START Data listing
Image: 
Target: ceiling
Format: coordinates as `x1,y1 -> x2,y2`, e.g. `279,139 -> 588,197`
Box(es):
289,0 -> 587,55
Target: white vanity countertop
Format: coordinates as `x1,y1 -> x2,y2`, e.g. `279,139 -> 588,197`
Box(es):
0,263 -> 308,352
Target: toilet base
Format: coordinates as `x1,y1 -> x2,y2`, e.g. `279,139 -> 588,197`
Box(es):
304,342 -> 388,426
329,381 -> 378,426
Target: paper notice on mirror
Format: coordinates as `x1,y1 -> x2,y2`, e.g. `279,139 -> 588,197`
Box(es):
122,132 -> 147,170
END Data listing
START Data listing
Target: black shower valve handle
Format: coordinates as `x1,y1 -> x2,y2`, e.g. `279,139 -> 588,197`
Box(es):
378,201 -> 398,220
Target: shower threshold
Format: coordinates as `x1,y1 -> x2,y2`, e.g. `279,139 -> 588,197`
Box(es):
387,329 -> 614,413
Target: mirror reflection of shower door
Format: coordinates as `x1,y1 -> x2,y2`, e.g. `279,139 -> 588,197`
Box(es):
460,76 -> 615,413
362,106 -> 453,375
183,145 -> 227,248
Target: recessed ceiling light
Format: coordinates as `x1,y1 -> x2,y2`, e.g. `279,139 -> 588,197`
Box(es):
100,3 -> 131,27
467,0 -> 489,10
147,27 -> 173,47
END Data listing
• [Given problem]:
Change "shower threshold" to "shower curb" in the stretch from the line containing "Target: black shower valve handle" through the line containing "147,27 -> 173,47", and give those lines again with nothing else altered.

• [Task response]:
Target: black shower valve handle
Format: coordinates as `x1,y1 -> x2,y2`, e.g. `279,139 -> 588,197`
Box(es):
378,201 -> 398,220
Target: shower curb
Format: coordinates as `x1,y1 -> x2,y2`, e.g. `279,139 -> 588,197`
Box(es):
387,329 -> 614,413
Target: mirror reflection of shower door
Format: coordinates as `x1,y1 -> x2,y2`, e.g. `279,139 -> 588,197`
Box(es):
460,76 -> 615,413
362,106 -> 453,375
183,145 -> 227,248
Target: recessed ceiling light
Format: coordinates as `x1,y1 -> x2,y2`, e.g. `279,139 -> 588,197`
Box(es):
100,3 -> 131,27
467,0 -> 489,10
147,27 -> 173,47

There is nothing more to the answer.